## TO DO
Tally the lines in the records below that contain the word "growing". Reply with only the count.

## Named object pointing entries
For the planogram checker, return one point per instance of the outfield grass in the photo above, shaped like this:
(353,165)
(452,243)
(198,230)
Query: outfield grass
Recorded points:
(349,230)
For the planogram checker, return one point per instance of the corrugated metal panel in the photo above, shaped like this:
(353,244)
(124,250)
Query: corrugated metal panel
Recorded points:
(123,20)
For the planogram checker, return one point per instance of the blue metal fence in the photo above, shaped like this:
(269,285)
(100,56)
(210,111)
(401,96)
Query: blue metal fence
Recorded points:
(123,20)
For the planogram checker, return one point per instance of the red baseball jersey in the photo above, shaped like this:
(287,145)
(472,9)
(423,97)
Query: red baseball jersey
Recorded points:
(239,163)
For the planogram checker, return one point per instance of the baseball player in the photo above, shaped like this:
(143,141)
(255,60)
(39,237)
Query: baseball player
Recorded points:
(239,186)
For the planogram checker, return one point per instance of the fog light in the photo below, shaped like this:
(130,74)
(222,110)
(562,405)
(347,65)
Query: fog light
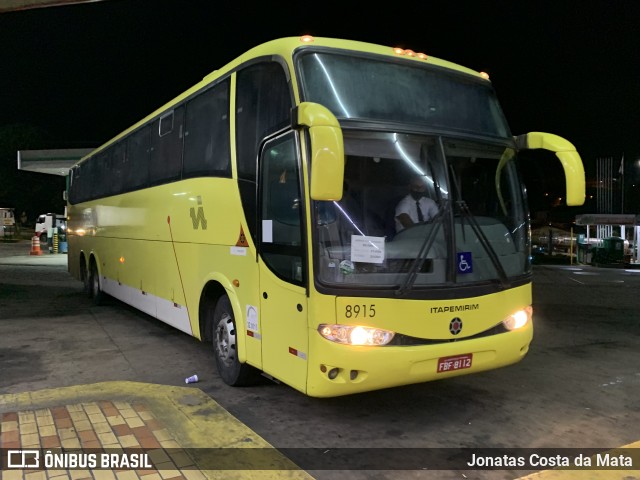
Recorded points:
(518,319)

==

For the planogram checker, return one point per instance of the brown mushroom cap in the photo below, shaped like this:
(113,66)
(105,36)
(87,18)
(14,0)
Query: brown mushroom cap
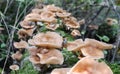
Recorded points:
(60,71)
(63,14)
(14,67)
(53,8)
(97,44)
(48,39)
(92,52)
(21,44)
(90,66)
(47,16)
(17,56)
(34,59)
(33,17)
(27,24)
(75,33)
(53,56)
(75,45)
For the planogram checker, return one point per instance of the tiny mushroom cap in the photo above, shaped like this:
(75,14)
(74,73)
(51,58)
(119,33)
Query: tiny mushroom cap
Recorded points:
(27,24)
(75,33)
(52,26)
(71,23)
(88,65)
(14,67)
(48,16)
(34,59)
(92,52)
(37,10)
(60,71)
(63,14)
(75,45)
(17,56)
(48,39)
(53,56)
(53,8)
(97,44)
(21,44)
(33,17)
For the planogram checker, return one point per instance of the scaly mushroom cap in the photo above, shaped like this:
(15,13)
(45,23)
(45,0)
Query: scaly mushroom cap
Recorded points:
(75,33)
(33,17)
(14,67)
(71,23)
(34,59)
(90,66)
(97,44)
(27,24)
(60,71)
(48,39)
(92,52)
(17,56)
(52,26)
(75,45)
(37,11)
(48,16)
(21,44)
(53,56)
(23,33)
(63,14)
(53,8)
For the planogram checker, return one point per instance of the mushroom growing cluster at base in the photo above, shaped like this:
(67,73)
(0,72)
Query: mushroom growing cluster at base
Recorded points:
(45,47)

## RESULT OF THE TASK
2